Each block contains data that represents a ledger, or a list of transactions, and the entire blockchain is decentralized, i.e. distributed across a network of computers. We will get into why this is necessary later.

alt1

There are other components within a block such as the nonce and Merkel root hash, but I will get into those later. At a high level, the goal is for the blockchain to show a decentralized, immutable history of all valid transactions that have occurred, so that if a transaction is on the blockchain, we can be confident that it actually took place.

The blockchain may seem like an overcomplicated way of representing transaction history. For instance, it may seem unnecessary to have a list of blocks rather than one large block. But multiple blocks are important for organization, and help limit the computation required for the consensus mechanism, which I will get to later.

The use of a list of blocks is important to express an agreed upon ordering, since a transactional history is meaningless without a sense of time and order. In addition, each block contains the hash of the previous block, so if one block on the blockchain is altered, every block after also must be altered. This makes it difficult to change data on the blockchain without anyone noticing.

So how can we be confident that all transactions on the blockchain are trustworthy? Well, the first reason has to do with digital signatures. Say Alice wants to send a transaction to Bob. In order for Bob to know that Alice was the true creator of the transaction, Alice must “sign” a transaction with her private cryptographic key. Then Bob can use Alice’s public key to verify the transaction.

Since the blockchain is run on a network of computers, any node can use Alice’s public key to verify that her transaction was intentional. So every transaction that isn’t rejected by the network is legitimate, right?

Actually, there is another issue. As an example, say Alice tries to send the same piece of currency to Bob and Charlie simultaneously. The nodes will verify her digital signature, but Alice has gotten away with sending the same piece of currency twice. This is called the double spending problem.

The input:
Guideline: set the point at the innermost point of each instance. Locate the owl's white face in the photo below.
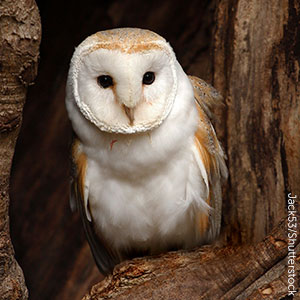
(124, 86)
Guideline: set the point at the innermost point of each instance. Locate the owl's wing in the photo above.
(104, 259)
(209, 154)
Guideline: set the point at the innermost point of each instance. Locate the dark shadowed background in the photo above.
(48, 239)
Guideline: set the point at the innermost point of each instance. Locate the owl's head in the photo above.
(124, 80)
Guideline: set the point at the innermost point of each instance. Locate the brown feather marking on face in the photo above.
(127, 48)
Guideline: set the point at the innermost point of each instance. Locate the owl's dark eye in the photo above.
(148, 78)
(105, 81)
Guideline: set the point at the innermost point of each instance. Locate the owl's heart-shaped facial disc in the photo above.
(124, 81)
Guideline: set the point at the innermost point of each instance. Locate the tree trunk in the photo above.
(256, 67)
(20, 34)
(254, 63)
(241, 272)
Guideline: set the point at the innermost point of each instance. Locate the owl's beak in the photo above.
(129, 111)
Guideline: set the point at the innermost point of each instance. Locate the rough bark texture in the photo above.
(48, 238)
(20, 35)
(256, 67)
(255, 64)
(240, 272)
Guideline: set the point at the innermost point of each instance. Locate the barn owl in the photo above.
(147, 165)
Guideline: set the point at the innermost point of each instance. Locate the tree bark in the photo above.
(256, 67)
(240, 272)
(254, 64)
(20, 34)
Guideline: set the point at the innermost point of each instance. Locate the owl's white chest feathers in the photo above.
(143, 189)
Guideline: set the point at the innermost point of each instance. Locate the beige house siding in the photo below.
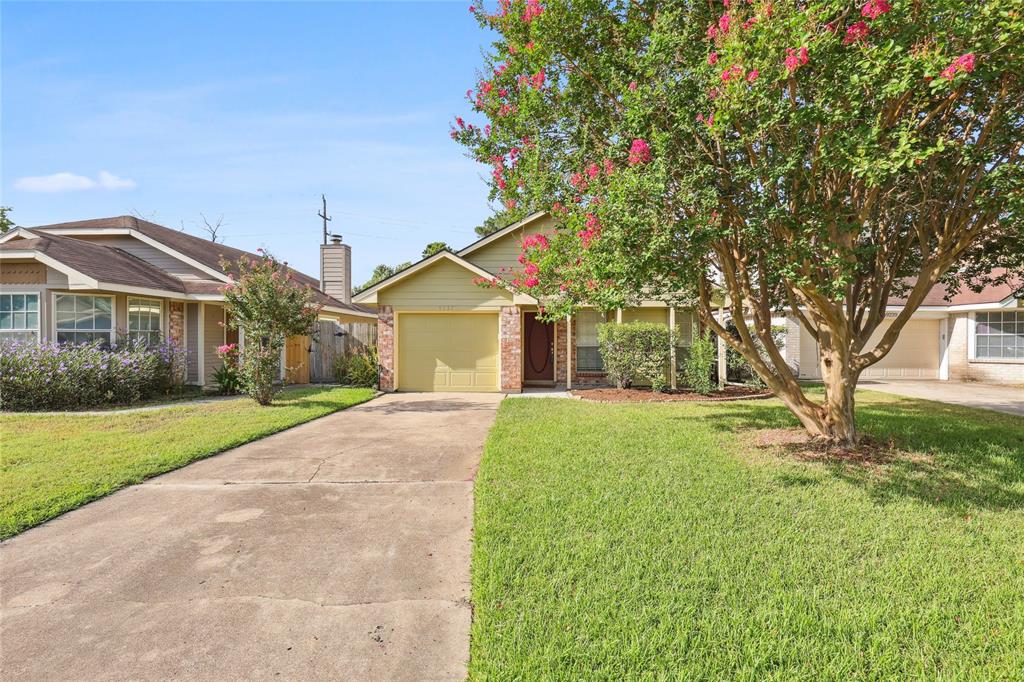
(213, 337)
(962, 368)
(442, 286)
(505, 251)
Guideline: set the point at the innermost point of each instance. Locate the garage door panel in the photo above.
(456, 352)
(915, 354)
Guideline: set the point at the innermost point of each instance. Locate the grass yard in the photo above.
(626, 542)
(52, 464)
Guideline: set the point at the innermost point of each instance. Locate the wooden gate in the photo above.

Prompt 1: In the blockchain text, which key does Bob use to verify a transaction from Alice?
Prompt 2: Render the records, from the line containing "panel in the photo above." through the last line of the records, as a Markdown table with the columns Row and Line. Skip blank lines.

Right answer 1: Alice's public key.

Right answer 2:
| Row | Line |
|---|---|
| 1 | Guideline: set the point at the innermost point of each instance. Locate the garage door panel in the photo above. |
| 2 | (456, 352) |
| 3 | (915, 354) |
| 4 | Guideline: set the point at the innermost point of each instance. Locate the grass yard in the photo above. |
| 5 | (626, 542) |
| 6 | (52, 464) |
| 7 | Guideline: set the point at the innermost point of each instance. Locate the wooden gate in the photo above. |